An appeals court in the Algerian capital on Tuesday upheld the five-year prison sentence against French-Algerian writer Boualem Sansal on charges of "undermining national unity," according to an AFP journalist in the courtroom.
The presiding judge spoke to Sansal in French after the ruling was read in Arabic, saying, "The ruling of the lower court has been confirmed. You have eight days to appeal to the Court of Cassation."
The writer's new French lawyer, Pierre Cornut-Gentil, who arrived in Algiers in recent days, declined to comment on this possibility when asked by AFP.
"I have no comment; I have to visit my client to discuss the possibility of an appeal," he said.
The lawyer for the 80-year-old writer, who is suffering from cancer, explained that he "met with him yesterday (Monday), and he is well."
On March 27, a lower court sentenced Sansal to five years in prison for undermining national unity. He was convicted of threatening national unity for statements he made in October to the right-wing French media outlet Frontières, in which he adopted the Moroccan position that part of the kingdom's territory was annexed under French colonial rule and annexed to Algeria.

## Questions
**a)** List every court that the report on Boualem Sansal's sentence mentions.
**b)** Resume the report on Boualem Sansal's sentence from the point where it stops.

## Data excerpts

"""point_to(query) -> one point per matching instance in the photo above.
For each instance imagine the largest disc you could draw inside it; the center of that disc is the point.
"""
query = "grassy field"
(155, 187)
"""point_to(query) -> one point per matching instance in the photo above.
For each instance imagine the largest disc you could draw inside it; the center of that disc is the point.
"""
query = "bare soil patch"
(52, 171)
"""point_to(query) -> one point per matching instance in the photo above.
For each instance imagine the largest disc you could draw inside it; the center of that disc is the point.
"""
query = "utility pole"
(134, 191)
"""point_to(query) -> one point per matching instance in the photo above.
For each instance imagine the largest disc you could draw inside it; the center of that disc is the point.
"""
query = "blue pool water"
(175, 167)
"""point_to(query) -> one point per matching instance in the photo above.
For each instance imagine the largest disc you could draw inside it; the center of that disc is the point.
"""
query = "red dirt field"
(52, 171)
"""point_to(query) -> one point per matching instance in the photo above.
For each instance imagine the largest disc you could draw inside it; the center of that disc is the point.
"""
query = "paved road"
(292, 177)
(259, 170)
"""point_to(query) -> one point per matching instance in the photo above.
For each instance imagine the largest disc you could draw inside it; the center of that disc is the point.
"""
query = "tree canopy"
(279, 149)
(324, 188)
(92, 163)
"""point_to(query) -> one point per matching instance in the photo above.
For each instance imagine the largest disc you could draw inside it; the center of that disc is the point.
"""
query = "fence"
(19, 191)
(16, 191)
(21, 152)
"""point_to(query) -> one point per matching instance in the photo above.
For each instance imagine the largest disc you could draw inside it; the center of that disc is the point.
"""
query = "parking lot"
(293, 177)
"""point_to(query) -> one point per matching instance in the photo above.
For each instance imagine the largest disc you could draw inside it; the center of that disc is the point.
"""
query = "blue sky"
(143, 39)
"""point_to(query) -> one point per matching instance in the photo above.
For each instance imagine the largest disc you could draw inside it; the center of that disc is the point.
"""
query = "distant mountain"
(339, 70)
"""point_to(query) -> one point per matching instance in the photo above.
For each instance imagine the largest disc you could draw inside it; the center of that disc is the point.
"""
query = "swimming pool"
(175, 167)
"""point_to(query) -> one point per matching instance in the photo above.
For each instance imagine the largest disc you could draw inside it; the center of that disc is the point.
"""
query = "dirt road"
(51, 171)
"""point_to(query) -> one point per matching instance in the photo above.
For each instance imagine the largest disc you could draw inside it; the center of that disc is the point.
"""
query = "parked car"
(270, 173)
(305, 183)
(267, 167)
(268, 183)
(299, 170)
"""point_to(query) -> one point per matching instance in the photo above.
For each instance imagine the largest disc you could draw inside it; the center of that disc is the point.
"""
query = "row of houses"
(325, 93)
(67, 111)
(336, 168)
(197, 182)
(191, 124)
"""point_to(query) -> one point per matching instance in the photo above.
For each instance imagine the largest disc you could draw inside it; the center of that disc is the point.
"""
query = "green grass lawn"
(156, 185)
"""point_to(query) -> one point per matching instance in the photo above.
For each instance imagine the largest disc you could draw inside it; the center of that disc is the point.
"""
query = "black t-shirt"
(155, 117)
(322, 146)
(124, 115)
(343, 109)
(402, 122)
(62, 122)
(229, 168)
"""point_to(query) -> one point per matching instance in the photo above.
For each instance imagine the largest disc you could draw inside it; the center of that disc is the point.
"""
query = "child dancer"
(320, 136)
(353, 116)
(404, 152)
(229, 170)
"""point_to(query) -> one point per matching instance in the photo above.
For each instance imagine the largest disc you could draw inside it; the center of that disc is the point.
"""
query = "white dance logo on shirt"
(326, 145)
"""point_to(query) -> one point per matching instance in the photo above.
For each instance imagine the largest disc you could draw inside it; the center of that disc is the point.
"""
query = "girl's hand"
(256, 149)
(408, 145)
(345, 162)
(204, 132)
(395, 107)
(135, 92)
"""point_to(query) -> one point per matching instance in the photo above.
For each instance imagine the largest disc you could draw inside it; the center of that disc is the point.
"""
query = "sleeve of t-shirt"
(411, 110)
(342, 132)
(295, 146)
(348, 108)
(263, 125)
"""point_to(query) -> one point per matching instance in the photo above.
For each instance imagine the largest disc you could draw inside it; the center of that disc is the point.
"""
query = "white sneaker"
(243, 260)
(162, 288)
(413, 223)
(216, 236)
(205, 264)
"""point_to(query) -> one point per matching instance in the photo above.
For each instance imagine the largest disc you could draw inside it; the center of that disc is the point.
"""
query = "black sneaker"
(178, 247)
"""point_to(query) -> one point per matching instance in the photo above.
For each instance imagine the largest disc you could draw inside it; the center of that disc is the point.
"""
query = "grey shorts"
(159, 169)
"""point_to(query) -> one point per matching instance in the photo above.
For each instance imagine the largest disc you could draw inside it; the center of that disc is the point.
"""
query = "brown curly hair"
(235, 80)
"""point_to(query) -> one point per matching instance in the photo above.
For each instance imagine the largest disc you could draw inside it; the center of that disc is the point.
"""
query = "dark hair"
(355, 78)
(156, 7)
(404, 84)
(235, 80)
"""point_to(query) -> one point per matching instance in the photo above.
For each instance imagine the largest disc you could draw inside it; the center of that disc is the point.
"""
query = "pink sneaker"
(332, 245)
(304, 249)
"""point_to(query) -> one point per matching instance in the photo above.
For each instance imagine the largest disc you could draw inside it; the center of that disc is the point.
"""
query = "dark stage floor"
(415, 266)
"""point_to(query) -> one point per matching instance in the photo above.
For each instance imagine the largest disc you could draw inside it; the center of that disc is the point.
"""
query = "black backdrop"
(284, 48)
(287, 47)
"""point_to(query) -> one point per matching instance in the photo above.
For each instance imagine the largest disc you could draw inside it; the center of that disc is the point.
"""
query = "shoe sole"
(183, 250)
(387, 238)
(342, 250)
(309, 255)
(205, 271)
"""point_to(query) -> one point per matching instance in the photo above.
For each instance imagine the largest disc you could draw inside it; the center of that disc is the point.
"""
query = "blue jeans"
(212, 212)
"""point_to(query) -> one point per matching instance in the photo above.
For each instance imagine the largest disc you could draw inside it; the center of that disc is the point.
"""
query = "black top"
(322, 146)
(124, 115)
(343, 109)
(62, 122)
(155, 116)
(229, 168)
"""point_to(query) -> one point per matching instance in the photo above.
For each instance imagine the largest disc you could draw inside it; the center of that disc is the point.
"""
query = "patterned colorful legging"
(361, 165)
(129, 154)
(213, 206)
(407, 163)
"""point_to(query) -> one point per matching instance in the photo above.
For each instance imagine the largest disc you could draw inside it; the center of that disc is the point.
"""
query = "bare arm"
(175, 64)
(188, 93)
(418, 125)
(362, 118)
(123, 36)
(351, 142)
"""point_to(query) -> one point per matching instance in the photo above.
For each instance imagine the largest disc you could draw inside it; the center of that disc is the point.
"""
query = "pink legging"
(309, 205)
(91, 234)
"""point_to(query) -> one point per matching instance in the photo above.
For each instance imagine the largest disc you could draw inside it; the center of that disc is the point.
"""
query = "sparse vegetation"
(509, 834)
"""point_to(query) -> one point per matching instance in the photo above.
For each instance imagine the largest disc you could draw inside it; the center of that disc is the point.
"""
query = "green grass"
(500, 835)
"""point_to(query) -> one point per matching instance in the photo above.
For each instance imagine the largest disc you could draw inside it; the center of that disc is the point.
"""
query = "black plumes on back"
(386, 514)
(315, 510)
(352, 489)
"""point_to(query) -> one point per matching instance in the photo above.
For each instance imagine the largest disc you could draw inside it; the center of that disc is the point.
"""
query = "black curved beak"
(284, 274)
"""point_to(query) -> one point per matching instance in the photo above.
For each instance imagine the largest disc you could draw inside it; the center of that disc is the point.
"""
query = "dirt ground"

## Response list
**a)**
- The appeals court in the Algerian capital
- The lower court
- The Court of Cassation

**b)**
His arrest on November 16 in Algiers ignited a fierce dispute between Paris and Algeria that erupted in July 2024 over France's recognition of an autonomy plan "under Moroccan sovereignty" for Western Sahara, a territory disputed for half a century by Morocco and the Polisario Front, an independence movement backed by Algeria.
Since then, the two countries have been embroiled in an unprecedented diplomatic crisis marked by the expulsion of diplomats from both sides, restrictions on diplomatic visa holders, and a freeze in cooperation.